▶ [Written instruction] Using the entries below, output exactly the line containing "Target: goalie's shoe" and all lines that follow it to the end.

Collected data:

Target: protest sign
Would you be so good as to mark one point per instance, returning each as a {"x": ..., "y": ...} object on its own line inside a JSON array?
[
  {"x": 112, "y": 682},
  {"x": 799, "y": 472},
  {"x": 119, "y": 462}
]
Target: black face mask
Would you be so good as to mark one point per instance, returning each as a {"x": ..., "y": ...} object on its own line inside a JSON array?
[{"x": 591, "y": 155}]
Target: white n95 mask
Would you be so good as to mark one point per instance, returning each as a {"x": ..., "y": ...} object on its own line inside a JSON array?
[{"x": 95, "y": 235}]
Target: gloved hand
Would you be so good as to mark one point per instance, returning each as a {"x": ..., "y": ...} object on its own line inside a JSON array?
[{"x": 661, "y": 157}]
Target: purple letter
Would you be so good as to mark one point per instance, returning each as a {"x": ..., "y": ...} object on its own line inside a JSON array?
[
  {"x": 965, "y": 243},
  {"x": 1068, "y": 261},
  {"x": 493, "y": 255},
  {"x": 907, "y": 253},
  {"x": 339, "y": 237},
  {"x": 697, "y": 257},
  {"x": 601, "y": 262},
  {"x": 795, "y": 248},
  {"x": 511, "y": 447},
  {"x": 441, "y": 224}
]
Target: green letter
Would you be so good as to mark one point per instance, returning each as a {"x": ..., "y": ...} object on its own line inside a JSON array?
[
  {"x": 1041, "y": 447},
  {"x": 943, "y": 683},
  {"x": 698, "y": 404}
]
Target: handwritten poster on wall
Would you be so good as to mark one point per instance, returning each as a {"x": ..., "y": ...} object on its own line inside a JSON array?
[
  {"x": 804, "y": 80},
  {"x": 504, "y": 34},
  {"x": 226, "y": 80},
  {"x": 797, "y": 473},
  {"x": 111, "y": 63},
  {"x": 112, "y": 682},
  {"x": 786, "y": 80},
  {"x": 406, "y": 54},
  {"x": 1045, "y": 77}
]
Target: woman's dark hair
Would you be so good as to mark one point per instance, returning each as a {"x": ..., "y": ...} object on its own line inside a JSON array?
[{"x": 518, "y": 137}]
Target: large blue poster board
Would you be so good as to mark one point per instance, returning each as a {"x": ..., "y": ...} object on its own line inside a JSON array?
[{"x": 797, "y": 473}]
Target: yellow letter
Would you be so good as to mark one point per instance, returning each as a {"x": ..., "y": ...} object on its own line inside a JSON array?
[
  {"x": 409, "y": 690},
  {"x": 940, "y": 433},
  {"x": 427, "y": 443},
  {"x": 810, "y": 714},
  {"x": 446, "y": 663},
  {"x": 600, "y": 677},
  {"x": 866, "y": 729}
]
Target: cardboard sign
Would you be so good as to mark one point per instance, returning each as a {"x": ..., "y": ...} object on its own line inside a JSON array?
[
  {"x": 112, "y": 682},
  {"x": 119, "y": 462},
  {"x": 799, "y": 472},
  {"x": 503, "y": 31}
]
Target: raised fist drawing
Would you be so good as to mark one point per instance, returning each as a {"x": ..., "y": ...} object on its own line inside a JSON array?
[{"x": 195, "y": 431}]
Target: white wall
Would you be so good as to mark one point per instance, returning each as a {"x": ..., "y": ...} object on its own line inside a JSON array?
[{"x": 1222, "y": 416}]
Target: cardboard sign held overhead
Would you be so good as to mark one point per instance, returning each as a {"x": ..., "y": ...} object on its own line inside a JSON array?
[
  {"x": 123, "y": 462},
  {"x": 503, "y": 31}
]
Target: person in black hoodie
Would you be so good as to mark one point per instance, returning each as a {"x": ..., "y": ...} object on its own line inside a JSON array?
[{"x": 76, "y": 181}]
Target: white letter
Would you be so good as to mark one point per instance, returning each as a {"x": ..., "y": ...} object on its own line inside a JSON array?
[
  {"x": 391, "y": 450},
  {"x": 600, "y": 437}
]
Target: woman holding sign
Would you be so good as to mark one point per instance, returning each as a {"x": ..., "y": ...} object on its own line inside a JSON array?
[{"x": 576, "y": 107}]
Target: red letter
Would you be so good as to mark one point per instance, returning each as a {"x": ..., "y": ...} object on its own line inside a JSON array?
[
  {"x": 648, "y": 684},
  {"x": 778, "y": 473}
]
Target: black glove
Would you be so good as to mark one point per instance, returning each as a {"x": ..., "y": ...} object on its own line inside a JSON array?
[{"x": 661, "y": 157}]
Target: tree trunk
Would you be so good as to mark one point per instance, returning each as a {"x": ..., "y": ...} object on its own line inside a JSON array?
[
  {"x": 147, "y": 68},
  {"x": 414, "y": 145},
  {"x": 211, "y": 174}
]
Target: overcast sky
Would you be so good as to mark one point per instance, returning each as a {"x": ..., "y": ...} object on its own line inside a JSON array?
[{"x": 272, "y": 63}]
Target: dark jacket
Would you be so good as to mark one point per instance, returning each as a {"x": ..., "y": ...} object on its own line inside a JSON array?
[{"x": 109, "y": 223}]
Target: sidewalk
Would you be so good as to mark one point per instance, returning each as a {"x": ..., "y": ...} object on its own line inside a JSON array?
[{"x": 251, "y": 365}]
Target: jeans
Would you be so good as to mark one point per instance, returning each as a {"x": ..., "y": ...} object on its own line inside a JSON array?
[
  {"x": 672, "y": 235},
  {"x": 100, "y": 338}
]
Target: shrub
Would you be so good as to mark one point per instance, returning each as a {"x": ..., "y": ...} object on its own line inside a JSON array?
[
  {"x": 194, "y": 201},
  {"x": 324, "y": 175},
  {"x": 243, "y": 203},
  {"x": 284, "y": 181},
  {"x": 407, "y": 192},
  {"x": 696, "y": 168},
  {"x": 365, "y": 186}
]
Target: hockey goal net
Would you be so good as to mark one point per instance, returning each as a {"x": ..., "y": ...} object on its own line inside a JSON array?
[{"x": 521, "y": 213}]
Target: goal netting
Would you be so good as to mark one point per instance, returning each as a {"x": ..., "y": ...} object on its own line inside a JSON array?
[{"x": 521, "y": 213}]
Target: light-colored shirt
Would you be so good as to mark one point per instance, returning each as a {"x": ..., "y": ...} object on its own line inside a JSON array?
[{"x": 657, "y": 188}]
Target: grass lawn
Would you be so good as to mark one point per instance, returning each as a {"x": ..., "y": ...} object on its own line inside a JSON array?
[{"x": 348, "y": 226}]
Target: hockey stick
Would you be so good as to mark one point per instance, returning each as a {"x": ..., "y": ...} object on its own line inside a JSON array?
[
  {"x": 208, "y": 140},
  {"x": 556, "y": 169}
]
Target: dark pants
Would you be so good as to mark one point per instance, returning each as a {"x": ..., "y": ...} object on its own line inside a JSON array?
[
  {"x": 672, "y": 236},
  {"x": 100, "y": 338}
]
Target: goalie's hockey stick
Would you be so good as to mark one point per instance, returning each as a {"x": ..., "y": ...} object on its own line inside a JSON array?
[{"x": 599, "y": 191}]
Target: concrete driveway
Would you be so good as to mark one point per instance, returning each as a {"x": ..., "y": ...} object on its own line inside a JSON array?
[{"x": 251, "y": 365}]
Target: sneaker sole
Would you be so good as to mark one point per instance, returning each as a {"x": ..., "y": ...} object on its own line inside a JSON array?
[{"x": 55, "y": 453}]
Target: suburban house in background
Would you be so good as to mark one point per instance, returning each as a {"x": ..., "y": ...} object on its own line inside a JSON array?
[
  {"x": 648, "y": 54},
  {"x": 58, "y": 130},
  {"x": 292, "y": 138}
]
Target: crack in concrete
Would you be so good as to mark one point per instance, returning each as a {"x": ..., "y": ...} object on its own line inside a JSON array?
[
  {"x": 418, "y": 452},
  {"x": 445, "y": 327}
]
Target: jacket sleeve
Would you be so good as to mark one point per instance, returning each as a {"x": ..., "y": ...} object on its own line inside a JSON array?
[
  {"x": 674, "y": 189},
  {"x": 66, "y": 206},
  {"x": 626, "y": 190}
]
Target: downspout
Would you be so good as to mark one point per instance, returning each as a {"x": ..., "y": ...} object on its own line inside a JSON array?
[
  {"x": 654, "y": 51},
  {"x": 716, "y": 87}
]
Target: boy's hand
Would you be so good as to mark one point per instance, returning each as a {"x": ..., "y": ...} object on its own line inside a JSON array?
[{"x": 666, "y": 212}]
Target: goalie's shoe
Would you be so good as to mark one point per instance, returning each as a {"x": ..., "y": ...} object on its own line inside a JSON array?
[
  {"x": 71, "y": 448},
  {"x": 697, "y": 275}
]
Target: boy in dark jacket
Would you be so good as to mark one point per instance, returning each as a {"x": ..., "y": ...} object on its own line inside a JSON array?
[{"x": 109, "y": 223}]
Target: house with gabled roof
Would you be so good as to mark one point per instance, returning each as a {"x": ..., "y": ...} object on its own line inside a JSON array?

▶ [Final result]
Target: goalie's shoe
Would you be so good as to mark one point per instance, returning each as a {"x": ..., "y": ...} object on its own line inside a JSON array?
[
  {"x": 71, "y": 448},
  {"x": 697, "y": 275}
]
Target: boy in dark jacket
Would you be so good as to mark one point per instance, returning each as a {"x": ..., "y": ...} object on its own line inside a JSON array?
[{"x": 109, "y": 223}]
Target: house with gabled roof
Would you be so good as to mark one point per instance, returning each as a {"x": ..., "y": ...} object on its own line inside a JSON array?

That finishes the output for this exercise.